-- start of Entries supplied --
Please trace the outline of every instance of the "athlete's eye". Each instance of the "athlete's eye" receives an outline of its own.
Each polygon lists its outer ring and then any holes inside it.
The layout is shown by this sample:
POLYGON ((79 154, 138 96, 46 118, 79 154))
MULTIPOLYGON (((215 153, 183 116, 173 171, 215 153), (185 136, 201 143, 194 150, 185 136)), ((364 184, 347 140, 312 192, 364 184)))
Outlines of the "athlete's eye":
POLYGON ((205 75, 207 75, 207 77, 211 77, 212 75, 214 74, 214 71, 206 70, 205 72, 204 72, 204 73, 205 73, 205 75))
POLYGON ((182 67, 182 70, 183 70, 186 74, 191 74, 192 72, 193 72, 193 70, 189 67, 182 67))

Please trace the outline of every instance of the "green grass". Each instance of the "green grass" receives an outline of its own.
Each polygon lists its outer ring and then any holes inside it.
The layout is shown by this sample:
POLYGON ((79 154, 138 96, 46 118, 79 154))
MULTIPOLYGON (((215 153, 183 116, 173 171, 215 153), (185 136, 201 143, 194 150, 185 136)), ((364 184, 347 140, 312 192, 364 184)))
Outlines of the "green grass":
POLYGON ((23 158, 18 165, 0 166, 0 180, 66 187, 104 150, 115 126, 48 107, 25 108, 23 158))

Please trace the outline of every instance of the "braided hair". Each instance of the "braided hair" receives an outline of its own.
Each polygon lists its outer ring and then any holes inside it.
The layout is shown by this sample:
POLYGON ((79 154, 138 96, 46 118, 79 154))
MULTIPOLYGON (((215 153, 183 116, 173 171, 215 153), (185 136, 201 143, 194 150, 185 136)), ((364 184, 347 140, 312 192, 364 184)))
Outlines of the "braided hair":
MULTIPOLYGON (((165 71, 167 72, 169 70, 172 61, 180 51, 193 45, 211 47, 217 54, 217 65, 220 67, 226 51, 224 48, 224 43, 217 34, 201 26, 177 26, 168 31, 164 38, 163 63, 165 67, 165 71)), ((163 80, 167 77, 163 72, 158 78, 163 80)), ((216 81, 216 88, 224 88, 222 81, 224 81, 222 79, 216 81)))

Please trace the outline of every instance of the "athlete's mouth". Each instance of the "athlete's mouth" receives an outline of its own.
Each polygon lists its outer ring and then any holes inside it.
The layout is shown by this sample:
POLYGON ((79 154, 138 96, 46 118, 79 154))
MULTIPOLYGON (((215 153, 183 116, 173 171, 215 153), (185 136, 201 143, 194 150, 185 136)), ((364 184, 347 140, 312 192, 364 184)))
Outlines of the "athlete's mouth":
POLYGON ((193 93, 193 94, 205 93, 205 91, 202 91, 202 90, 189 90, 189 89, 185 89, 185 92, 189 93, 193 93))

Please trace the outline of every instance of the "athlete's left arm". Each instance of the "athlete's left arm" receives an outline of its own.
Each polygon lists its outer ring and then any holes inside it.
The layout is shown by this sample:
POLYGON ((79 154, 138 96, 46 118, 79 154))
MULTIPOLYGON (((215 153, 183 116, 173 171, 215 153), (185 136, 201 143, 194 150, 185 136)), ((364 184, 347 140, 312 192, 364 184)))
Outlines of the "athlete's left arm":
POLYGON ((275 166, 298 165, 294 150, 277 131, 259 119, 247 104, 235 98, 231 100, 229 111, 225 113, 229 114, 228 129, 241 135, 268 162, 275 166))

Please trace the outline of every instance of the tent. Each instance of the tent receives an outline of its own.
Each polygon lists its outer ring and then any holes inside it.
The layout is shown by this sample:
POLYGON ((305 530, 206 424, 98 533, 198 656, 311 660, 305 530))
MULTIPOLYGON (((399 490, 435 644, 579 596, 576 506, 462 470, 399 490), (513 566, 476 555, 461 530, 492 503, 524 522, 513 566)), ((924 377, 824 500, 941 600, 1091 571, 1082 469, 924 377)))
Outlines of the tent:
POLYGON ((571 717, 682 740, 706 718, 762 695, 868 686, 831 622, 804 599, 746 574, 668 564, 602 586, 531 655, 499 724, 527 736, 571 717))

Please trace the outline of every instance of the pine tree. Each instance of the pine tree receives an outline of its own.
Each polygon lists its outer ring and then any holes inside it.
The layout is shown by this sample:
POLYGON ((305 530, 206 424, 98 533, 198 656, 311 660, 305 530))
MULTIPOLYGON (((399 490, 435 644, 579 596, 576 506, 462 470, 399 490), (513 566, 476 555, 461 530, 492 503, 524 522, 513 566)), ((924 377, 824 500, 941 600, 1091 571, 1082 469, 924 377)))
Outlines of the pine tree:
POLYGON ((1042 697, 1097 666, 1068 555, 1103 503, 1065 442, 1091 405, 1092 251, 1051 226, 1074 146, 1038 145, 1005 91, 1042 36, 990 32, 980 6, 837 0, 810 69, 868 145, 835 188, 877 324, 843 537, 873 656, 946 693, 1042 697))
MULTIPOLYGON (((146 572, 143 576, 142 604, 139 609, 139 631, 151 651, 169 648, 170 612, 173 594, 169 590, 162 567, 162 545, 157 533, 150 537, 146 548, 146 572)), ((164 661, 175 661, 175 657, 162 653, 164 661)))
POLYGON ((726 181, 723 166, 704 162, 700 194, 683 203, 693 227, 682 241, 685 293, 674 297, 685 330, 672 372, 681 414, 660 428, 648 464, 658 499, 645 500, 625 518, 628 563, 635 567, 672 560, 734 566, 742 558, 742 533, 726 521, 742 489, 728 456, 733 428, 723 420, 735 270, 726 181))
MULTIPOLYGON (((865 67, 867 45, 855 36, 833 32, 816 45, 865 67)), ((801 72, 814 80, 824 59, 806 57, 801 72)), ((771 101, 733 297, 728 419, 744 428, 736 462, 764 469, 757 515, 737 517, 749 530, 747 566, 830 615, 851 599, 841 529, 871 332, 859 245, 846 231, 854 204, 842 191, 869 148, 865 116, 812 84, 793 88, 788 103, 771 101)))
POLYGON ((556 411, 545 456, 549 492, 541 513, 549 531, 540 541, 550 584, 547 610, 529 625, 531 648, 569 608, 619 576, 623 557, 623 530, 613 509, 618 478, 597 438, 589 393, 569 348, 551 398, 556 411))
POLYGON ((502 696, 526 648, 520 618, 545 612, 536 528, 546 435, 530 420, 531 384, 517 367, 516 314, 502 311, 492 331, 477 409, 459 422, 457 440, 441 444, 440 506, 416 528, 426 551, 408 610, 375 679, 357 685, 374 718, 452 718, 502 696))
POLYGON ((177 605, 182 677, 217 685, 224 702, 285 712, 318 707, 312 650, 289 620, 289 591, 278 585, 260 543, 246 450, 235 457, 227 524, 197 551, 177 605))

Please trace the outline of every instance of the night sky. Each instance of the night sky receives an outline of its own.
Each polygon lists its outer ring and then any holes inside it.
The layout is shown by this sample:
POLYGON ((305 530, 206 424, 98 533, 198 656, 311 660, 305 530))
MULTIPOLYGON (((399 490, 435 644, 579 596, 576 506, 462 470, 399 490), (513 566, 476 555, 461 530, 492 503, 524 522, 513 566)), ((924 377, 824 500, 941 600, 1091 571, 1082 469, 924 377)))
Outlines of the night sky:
-- end of Entries supplied --
■ Aim ■
Output the full listing without altering anything.

■ Exercise solution ■
Please trace the outline of every instance of the "athlete's eye". Each instance of the "athlete's eye" receives an outline of its own.
Each polygon lists its outer ring and then any holes inside it.
The layout is shown by this sample:
POLYGON ((79 154, 138 96, 46 118, 79 154))
MULTIPOLYGON (((215 153, 183 116, 173 171, 215 153), (185 136, 201 143, 194 150, 185 136)), ((364 184, 347 140, 312 192, 364 184)))
Outlines of the "athlete's eye":
POLYGON ((205 75, 207 75, 207 77, 211 77, 212 75, 214 74, 214 71, 206 70, 205 72, 204 72, 204 73, 205 73, 205 75))
POLYGON ((182 67, 182 70, 183 70, 186 74, 191 74, 192 72, 193 72, 193 70, 189 67, 182 67))

Please trace the outline of every instance of the "green grass". Each instance of the "green grass" receives an outline of its own.
Each polygon lists its outer ring and then any holes inside it.
The layout is shown by this sample:
POLYGON ((79 154, 138 96, 46 118, 79 154))
MULTIPOLYGON (((215 153, 183 116, 173 171, 215 153), (185 136, 201 143, 194 150, 185 136)), ((364 184, 347 140, 312 192, 364 184)))
Outlines of the "green grass":
POLYGON ((23 158, 18 165, 0 166, 0 180, 66 187, 104 150, 115 126, 48 107, 25 108, 23 158))

Please trace the outline of every instance of the "braided hair". Each instance of the "braided hair" receives an outline of its own.
Each polygon lists its outer ring and then any holes inside it.
The layout is shown by this sample:
POLYGON ((79 154, 138 96, 46 118, 79 154))
MULTIPOLYGON (((215 153, 183 116, 173 171, 215 153), (185 136, 201 143, 194 150, 185 136)), ((364 184, 347 140, 312 192, 364 184)))
Outlines of the "braided hair":
MULTIPOLYGON (((165 71, 167 72, 169 70, 172 61, 180 51, 193 45, 211 47, 217 54, 217 65, 220 67, 226 51, 224 48, 224 43, 217 34, 201 26, 177 26, 168 31, 164 38, 163 63, 165 67, 165 71)), ((163 80, 167 77, 163 72, 158 78, 163 80)), ((216 81, 216 88, 224 88, 222 81, 224 81, 222 79, 216 81)))

Please trace the outline of every instance of the "athlete's mouth". Each instance of the "athlete's mouth" receives an outline of its own.
Each polygon lists its outer ring and then any holes inside it.
The layout is shown by this sample:
POLYGON ((79 154, 138 96, 46 118, 79 154))
MULTIPOLYGON (((215 153, 183 116, 173 171, 215 153), (185 136, 201 143, 194 150, 185 136)), ((364 184, 347 140, 312 192, 364 184)))
Outlines of the "athlete's mouth":
POLYGON ((193 93, 193 94, 205 93, 205 91, 202 91, 202 90, 189 90, 189 89, 185 89, 185 92, 189 93, 193 93))

Please trace the outline of every instance of the "athlete's left arm". Each instance of the "athlete's left arm" receives an outline of its own.
Each polygon lists its outer ring and then any holes inside it.
The layout is shown by this sample:
POLYGON ((79 154, 138 96, 46 118, 79 154))
MULTIPOLYGON (((215 153, 183 116, 173 171, 215 153), (185 136, 201 143, 194 150, 185 136)), ((364 184, 347 140, 312 192, 364 184)))
Outlines of the "athlete's left arm":
POLYGON ((275 166, 298 165, 294 150, 277 131, 259 119, 247 104, 235 98, 231 100, 229 111, 225 113, 229 114, 228 129, 241 135, 268 162, 275 166))

Please trace the outline of every instance of the tent. Each instance of the tent receives an outline of its own.
Each polygon lists its outer ring and then any holes inside it.
The layout is shown by this sample:
POLYGON ((305 530, 206 424, 98 533, 198 656, 311 660, 305 530))
MULTIPOLYGON (((399 490, 435 644, 579 596, 576 506, 462 470, 399 490), (513 566, 476 555, 461 530, 492 503, 524 522, 513 566)), ((924 377, 824 500, 941 600, 1091 571, 1082 469, 924 377)))
Outlines of the tent:
POLYGON ((571 717, 682 740, 706 718, 762 695, 868 686, 831 622, 804 599, 746 574, 668 564, 602 586, 531 655, 499 724, 527 736, 571 717))

Please trace the outline of every instance of the pine tree. Each instance of the pine tree receives an outline of its own.
Each polygon lists its outer ring and then any holes inside it.
The layout is shown by this sample:
POLYGON ((305 530, 206 424, 98 533, 198 656, 311 660, 305 530))
MULTIPOLYGON (((399 490, 435 644, 579 596, 576 506, 462 470, 399 490), (513 566, 476 555, 461 530, 492 503, 524 522, 513 566)), ((924 377, 824 500, 941 600, 1091 571, 1082 469, 924 377)))
Outlines of the pine tree:
POLYGON ((1042 697, 1097 666, 1068 555, 1103 503, 1065 442, 1091 405, 1092 251, 1051 226, 1074 146, 1038 145, 1005 91, 1042 36, 990 32, 980 6, 837 0, 810 69, 868 145, 835 188, 877 324, 843 537, 873 656, 946 693, 1042 697))
MULTIPOLYGON (((146 572, 143 576, 142 604, 139 609, 139 631, 151 651, 169 648, 170 612, 173 594, 169 590, 162 567, 162 545, 157 533, 150 537, 146 548, 146 572)), ((164 661, 175 661, 175 657, 162 653, 164 661)))
POLYGON ((726 181, 723 166, 704 162, 700 194, 683 203, 693 227, 682 241, 685 293, 674 297, 685 330, 672 372, 681 414, 660 428, 648 464, 658 499, 645 500, 625 518, 628 563, 635 567, 672 560, 734 566, 742 558, 742 533, 726 521, 742 489, 728 456, 733 428, 723 420, 735 270, 726 181))
MULTIPOLYGON (((865 67, 867 45, 855 36, 833 32, 816 45, 865 67)), ((801 72, 814 80, 824 59, 806 57, 801 72)), ((771 101, 733 297, 728 419, 744 428, 736 462, 764 469, 757 515, 737 517, 749 530, 747 566, 830 615, 851 599, 841 529, 871 332, 859 245, 846 231, 854 204, 842 191, 869 148, 865 116, 812 84, 793 88, 788 103, 771 101)))
POLYGON ((556 411, 545 456, 549 492, 541 513, 549 531, 540 541, 550 584, 547 610, 529 625, 531 648, 569 608, 619 576, 623 557, 623 530, 613 509, 618 478, 597 438, 589 393, 569 348, 551 398, 556 411))
POLYGON ((502 696, 526 648, 520 618, 545 612, 536 528, 546 435, 530 420, 531 384, 517 367, 516 314, 502 311, 492 331, 477 409, 459 422, 457 440, 441 444, 440 506, 416 528, 426 551, 408 610, 375 679, 357 685, 374 718, 452 718, 502 696))
POLYGON ((177 605, 182 677, 217 685, 224 702, 285 712, 318 707, 312 650, 289 620, 289 591, 278 585, 260 543, 246 450, 235 457, 227 524, 197 551, 177 605))

Please trace the outline of every instance of the night sky. Each instance of the night sky receives an outline of its own.
Each polygon lists its outer ring and then any holes inside it.
The layout is shown by this sample:
POLYGON ((305 530, 206 424, 98 533, 198 656, 311 660, 305 530))
MULTIPOLYGON (((399 490, 435 644, 579 596, 576 506, 462 470, 399 490), (513 566, 476 555, 461 530, 492 503, 524 522, 513 566)), ((924 377, 824 500, 941 600, 1091 571, 1082 469, 924 377)))
Outlines of the night sky:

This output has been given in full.